REQUIRED WORK: Format the lines of the records below as a numbered list, starting at the line containing "task | drop a marker on every instance of the baseboard" and ending at the line containing "column 480, row 347", with blank lines left out.

RECORDS SUPPLIED:
****************
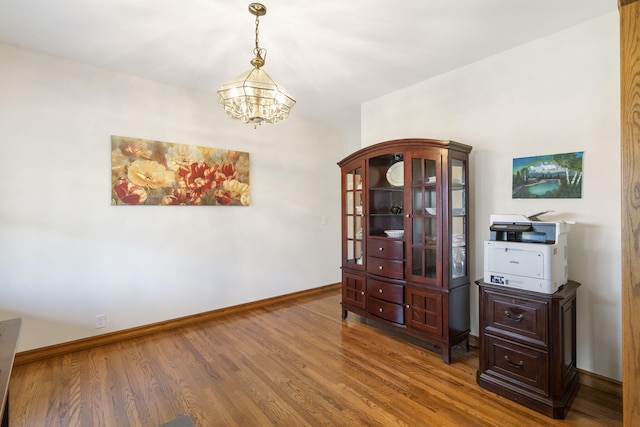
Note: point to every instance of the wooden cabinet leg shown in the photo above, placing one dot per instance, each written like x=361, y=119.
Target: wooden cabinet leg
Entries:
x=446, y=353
****************
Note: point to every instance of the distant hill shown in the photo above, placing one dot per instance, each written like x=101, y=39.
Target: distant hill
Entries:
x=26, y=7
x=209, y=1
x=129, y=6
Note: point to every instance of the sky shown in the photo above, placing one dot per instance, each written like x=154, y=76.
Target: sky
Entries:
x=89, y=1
****************
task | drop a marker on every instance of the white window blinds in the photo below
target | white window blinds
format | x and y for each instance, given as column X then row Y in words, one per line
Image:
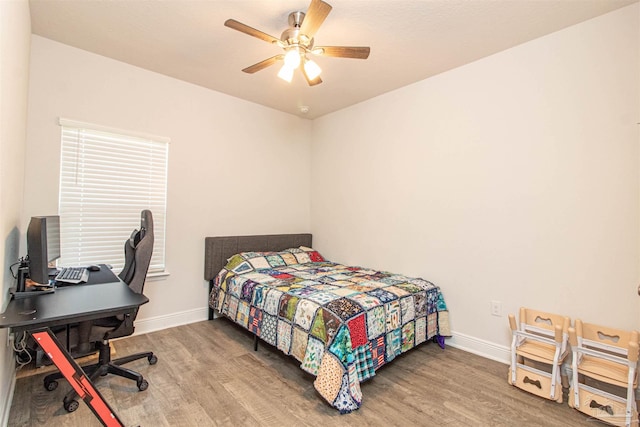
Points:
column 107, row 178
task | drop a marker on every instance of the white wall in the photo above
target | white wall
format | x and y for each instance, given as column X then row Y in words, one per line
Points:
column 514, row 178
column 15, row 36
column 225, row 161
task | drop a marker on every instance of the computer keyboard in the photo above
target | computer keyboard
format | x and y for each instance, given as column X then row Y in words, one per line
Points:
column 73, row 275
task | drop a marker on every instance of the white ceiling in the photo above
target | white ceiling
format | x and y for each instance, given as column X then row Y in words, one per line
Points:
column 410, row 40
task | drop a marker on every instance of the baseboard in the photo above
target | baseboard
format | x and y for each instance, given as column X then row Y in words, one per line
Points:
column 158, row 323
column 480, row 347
****************
ANSWER:
1. task | drop a marker on every instance of the baseboard in the photo above
2. target | baseboard
3. format | x and y for each instance, given as column X then row Y in words, one per line
4. Points:
5. column 158, row 323
6. column 480, row 347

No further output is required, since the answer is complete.